— Objective —
Which lines below contain the word "standing"? Pick out each of them and copy it, matching uppercase and lowercase exactly.

(Stored data)

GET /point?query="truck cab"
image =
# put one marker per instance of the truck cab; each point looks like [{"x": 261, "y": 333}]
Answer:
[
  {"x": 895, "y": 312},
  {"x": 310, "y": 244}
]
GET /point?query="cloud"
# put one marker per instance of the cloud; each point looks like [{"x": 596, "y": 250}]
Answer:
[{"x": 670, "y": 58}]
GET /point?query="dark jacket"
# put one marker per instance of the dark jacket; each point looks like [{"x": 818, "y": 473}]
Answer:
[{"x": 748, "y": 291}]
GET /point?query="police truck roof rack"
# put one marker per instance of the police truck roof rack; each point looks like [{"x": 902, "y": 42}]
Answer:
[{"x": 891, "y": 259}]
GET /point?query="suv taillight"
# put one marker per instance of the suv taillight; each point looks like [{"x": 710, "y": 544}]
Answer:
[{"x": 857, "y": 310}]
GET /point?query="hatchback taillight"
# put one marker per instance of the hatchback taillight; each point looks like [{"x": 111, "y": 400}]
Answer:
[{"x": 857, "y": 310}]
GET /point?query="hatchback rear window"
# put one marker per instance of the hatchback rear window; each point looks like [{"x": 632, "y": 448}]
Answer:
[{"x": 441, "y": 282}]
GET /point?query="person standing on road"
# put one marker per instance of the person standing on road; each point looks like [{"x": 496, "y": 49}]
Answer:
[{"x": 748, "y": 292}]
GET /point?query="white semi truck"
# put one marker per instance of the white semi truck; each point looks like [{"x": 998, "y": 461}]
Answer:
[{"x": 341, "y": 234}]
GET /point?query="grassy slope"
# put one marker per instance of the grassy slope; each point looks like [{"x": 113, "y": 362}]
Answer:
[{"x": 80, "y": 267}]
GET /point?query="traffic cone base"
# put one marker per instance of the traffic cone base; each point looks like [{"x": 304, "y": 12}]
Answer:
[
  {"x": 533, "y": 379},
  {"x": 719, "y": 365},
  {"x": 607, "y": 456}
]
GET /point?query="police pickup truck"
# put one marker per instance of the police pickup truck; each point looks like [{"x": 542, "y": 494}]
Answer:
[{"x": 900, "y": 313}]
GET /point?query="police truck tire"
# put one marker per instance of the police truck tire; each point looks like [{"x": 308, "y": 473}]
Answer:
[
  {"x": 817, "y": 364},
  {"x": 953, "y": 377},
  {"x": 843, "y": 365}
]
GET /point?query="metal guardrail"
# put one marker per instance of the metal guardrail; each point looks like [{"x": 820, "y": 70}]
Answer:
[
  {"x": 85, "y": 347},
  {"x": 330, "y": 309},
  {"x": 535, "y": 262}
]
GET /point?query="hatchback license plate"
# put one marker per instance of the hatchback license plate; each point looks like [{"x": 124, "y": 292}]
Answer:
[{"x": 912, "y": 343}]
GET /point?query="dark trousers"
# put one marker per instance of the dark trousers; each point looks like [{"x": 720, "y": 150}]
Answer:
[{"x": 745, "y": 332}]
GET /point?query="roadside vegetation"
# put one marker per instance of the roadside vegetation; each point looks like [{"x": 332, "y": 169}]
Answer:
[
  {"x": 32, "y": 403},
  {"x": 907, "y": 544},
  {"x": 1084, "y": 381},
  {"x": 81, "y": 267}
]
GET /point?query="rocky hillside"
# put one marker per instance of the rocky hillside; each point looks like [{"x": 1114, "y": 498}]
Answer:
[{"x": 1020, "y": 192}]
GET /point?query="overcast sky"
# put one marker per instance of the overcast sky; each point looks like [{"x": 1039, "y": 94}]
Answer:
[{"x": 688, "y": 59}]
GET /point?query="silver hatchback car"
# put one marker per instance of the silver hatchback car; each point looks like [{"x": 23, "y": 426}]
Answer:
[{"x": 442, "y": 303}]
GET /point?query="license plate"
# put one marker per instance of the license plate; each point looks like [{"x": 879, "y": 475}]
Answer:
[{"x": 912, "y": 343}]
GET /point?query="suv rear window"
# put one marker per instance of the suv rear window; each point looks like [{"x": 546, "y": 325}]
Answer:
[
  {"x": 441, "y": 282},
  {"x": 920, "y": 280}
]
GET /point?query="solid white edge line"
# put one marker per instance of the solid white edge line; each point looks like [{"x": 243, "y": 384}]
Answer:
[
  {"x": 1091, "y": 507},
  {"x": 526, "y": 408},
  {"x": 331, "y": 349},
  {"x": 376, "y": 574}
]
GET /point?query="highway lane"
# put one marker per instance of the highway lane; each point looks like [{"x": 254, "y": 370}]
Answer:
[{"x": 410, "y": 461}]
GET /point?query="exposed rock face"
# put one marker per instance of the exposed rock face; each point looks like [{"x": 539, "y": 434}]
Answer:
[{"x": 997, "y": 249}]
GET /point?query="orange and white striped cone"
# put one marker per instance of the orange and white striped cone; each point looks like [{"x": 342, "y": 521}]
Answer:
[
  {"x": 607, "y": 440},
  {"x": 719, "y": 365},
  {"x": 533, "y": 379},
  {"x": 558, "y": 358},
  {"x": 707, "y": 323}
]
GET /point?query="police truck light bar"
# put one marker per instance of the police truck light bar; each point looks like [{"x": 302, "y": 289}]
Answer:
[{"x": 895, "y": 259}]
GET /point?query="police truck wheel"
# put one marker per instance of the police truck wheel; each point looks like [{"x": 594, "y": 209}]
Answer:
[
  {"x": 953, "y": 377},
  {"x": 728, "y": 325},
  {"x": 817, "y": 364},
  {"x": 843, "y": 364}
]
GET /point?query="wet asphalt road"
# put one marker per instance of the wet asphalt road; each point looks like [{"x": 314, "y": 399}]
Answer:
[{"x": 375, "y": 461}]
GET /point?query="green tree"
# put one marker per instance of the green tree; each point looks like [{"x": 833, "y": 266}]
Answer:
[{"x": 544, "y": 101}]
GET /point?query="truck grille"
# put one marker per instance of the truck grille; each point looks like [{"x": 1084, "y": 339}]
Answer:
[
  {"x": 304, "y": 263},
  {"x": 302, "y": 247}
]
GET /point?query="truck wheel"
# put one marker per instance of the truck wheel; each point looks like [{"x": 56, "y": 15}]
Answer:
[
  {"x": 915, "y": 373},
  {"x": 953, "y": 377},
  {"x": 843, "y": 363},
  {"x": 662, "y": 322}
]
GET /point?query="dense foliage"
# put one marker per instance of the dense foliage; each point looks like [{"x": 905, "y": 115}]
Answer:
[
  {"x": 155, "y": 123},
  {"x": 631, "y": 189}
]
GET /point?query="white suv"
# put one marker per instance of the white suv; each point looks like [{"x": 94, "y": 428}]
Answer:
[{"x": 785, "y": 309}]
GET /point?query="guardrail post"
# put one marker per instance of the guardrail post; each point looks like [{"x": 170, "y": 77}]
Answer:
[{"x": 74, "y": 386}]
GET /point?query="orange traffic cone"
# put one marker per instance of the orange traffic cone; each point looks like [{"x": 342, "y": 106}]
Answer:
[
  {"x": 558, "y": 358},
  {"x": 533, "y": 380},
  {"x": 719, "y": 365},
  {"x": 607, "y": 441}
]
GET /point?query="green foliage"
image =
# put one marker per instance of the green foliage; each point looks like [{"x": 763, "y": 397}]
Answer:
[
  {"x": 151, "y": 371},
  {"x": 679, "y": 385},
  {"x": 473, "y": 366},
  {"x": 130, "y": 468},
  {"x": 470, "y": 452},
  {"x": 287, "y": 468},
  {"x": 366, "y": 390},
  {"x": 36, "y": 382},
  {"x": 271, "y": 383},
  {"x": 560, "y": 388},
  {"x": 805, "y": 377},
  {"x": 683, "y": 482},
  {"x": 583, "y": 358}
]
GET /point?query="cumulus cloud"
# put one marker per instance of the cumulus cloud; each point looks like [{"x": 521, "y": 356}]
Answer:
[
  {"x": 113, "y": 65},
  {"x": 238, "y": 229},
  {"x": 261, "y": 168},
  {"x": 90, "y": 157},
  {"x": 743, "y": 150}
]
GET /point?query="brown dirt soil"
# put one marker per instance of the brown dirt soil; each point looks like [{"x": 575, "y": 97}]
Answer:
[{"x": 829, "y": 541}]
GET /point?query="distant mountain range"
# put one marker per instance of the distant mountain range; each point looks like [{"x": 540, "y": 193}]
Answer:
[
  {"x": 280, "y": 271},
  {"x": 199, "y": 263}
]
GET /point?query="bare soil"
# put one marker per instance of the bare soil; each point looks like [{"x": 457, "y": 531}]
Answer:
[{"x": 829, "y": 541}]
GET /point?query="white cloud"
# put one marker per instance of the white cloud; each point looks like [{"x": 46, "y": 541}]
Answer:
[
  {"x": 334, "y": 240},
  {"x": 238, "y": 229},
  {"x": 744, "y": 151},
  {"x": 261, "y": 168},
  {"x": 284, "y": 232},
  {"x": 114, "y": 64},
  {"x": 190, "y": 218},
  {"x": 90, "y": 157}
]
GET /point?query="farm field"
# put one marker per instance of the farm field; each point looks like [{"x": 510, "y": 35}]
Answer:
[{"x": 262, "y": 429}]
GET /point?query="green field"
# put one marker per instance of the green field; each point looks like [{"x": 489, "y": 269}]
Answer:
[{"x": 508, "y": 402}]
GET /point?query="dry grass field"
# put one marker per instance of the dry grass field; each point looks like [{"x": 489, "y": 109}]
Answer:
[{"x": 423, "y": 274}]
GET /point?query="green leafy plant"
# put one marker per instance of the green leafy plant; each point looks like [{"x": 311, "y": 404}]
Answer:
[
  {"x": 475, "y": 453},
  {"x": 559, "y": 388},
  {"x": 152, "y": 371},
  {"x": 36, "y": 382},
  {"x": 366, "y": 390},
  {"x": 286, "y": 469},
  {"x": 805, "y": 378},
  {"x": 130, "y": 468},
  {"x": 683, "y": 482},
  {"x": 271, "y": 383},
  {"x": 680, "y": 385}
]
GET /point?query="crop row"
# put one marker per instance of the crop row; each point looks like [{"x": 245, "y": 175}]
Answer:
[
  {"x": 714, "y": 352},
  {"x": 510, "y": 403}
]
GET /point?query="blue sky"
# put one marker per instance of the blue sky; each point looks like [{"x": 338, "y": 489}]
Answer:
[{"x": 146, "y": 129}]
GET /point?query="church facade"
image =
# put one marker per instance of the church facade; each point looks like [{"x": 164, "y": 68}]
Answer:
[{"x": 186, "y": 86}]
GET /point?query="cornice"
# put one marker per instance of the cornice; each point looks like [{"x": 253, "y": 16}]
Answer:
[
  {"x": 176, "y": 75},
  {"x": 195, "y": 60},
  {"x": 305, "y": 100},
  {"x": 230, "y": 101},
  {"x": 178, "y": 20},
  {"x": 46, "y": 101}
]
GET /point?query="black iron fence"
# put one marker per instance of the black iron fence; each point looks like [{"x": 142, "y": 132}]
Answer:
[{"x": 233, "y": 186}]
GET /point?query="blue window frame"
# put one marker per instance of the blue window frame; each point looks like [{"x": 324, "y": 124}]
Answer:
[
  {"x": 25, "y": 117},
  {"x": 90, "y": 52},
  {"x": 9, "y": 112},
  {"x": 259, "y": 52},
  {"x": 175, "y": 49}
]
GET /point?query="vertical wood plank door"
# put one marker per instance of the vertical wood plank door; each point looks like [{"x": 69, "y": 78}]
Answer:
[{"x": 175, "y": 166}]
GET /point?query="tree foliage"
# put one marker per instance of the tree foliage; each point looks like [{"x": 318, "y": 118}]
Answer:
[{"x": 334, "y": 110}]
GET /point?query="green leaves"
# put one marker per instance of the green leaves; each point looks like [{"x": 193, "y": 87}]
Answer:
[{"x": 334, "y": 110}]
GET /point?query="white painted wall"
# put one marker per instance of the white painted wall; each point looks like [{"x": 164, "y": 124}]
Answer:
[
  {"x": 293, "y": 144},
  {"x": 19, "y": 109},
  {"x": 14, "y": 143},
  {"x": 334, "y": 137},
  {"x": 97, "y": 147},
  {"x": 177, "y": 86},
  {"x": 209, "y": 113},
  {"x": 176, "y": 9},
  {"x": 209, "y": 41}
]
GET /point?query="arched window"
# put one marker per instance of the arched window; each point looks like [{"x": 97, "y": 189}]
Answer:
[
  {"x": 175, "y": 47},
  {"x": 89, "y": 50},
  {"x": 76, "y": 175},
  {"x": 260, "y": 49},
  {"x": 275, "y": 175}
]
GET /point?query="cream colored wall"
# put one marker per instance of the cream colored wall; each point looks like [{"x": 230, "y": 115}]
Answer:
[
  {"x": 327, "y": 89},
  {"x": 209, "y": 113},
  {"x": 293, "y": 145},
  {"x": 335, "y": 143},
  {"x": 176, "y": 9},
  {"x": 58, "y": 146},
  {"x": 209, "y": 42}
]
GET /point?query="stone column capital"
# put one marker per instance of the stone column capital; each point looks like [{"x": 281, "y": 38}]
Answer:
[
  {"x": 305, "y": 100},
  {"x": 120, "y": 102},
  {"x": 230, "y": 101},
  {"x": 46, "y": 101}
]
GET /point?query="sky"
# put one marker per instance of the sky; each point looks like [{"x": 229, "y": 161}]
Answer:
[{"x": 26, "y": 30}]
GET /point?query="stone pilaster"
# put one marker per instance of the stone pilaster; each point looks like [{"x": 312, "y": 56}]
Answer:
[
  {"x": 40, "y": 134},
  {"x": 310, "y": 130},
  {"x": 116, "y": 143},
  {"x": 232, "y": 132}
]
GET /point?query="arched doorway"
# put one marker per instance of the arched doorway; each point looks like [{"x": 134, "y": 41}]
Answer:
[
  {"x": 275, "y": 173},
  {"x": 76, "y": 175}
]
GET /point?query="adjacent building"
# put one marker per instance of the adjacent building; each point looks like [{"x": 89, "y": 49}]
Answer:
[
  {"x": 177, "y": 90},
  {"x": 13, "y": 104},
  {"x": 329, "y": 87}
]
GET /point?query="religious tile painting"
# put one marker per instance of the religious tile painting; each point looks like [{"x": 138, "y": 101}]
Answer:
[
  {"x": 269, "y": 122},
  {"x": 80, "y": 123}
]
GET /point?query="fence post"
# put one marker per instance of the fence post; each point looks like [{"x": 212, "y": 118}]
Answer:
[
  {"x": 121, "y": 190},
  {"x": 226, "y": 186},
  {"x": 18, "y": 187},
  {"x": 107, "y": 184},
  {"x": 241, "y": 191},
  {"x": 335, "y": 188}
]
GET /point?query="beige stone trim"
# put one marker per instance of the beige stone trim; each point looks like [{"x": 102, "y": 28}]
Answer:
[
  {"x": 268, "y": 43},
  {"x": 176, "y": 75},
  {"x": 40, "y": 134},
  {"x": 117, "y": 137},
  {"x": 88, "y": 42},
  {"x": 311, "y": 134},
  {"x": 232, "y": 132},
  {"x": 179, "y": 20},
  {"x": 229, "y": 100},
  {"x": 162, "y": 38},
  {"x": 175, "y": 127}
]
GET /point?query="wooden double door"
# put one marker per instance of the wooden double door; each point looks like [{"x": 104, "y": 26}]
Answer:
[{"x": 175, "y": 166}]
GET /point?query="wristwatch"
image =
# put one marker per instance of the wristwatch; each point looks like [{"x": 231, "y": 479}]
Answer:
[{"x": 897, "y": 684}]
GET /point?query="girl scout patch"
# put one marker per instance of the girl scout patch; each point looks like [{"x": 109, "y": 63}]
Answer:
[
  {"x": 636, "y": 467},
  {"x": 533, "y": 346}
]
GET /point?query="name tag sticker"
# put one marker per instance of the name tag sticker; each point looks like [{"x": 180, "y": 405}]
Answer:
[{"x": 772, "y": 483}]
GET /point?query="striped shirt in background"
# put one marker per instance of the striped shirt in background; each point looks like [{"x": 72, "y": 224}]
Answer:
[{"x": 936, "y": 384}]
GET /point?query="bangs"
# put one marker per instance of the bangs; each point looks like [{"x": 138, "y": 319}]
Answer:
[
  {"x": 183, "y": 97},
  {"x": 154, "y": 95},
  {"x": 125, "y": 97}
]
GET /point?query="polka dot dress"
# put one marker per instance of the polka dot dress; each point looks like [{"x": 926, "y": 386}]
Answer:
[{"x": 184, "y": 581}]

— Reply —
GET /point?query="person standing on road"
# put one marker per instance of the person standing on road; each point looks like [{"x": 496, "y": 49}]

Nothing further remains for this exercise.